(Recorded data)
========================
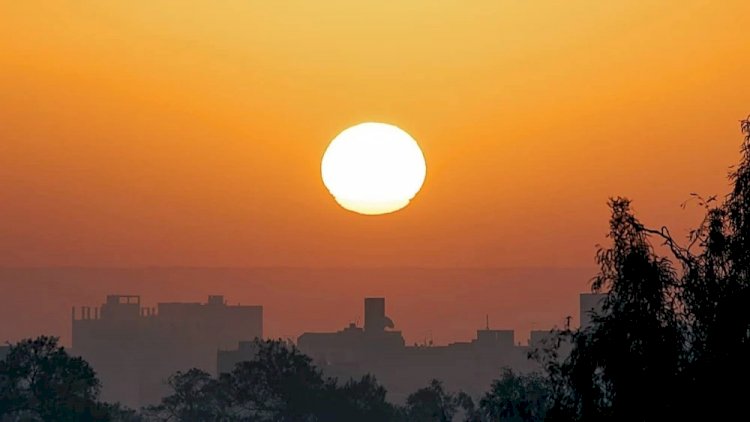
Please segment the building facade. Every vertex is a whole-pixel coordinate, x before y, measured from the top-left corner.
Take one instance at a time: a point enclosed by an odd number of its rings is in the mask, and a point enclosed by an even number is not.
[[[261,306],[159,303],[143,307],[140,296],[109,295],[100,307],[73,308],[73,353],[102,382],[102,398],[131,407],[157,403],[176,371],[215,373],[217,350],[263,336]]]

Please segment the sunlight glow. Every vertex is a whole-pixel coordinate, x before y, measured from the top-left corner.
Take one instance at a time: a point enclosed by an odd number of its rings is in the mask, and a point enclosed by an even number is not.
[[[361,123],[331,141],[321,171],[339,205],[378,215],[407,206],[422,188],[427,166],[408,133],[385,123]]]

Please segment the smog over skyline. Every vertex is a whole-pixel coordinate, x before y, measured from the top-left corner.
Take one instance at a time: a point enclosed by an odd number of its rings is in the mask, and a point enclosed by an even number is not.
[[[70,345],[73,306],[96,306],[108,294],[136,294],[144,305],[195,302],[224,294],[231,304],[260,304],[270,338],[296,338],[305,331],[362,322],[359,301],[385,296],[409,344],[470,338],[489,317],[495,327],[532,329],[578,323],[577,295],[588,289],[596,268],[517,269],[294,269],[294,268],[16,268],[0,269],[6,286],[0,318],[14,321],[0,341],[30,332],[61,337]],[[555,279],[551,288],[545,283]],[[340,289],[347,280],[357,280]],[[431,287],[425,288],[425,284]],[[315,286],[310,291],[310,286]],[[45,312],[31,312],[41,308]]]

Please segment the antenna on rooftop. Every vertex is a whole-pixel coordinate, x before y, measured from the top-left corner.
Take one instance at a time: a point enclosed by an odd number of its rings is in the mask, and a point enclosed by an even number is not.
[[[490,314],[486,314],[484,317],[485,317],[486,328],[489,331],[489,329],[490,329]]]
========================
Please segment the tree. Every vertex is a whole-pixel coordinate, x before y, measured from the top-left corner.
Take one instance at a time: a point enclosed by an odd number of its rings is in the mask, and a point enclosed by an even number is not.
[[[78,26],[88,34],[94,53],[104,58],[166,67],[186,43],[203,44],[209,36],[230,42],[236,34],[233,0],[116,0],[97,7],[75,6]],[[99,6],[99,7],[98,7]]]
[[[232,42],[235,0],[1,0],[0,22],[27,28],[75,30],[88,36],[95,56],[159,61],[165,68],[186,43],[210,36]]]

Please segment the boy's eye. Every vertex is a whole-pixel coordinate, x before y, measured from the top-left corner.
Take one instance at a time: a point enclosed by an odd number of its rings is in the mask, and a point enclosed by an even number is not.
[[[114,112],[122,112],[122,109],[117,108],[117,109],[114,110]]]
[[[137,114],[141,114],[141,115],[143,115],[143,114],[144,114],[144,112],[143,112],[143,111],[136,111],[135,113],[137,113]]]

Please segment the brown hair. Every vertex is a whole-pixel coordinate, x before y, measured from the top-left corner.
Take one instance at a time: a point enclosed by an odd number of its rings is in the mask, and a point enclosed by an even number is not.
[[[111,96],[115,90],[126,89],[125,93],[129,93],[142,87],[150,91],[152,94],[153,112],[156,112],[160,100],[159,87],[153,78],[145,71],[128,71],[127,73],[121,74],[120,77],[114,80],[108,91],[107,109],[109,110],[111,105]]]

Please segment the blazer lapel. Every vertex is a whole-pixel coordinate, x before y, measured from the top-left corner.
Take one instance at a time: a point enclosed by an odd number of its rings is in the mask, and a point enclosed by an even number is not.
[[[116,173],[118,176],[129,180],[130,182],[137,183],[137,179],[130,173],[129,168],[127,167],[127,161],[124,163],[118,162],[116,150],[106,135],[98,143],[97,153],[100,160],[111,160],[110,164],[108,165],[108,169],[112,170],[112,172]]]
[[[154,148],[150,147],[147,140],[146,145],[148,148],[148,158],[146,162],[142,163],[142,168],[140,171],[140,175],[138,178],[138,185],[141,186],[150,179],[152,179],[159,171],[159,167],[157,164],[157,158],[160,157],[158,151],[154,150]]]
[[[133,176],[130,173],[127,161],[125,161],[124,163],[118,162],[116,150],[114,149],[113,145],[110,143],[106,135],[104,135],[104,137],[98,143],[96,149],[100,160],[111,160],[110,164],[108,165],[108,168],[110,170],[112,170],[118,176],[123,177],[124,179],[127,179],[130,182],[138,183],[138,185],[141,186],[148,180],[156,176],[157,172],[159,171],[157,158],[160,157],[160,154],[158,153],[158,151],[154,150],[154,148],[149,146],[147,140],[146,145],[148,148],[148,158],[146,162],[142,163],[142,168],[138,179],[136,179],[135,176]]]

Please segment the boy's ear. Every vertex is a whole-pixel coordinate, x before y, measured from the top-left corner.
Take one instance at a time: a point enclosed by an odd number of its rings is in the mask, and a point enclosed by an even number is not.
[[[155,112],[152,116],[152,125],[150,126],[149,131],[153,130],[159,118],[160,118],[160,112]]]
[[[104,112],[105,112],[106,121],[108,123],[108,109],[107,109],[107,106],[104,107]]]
========================
[Action item]
Filter the entries above down to the lines that contain the word "pixel".

[Solution]
Please segment the building facade. Every vertex is a whole-pixel coordinate, x before y, measured from the top-left corner.
Please segment the sunlight glow. Every vertex is a whole-pixel coordinate, x before y, measured from the top-left corner.
Please segment the smog over skyline. Every vertex is a whole-pixel coordinate, x before y, measured from the top-left corner.
Please segment the antenna on rooftop. Every vertex is a whole-pixel coordinate, x before y, measured from the top-left corner.
Please segment the tree. Every vertex is a whole-pixel coordinate, x before y, measured from the top-left corner.
Please segment the boy's eye. Every vertex is a whole-pixel coordinate, x before y, measured from the top-left corner.
Please segment the brown hair. Every vertex is a whole-pixel coordinate, x before y, measured from the top-left corner.
Please segment the blazer lapel. Every vertex is a whole-pixel coordinate, x before y, measured from the top-left corner.
Please segment the boy's ear. Every vertex is a whole-pixel coordinate, x before y, measured from the top-left corner.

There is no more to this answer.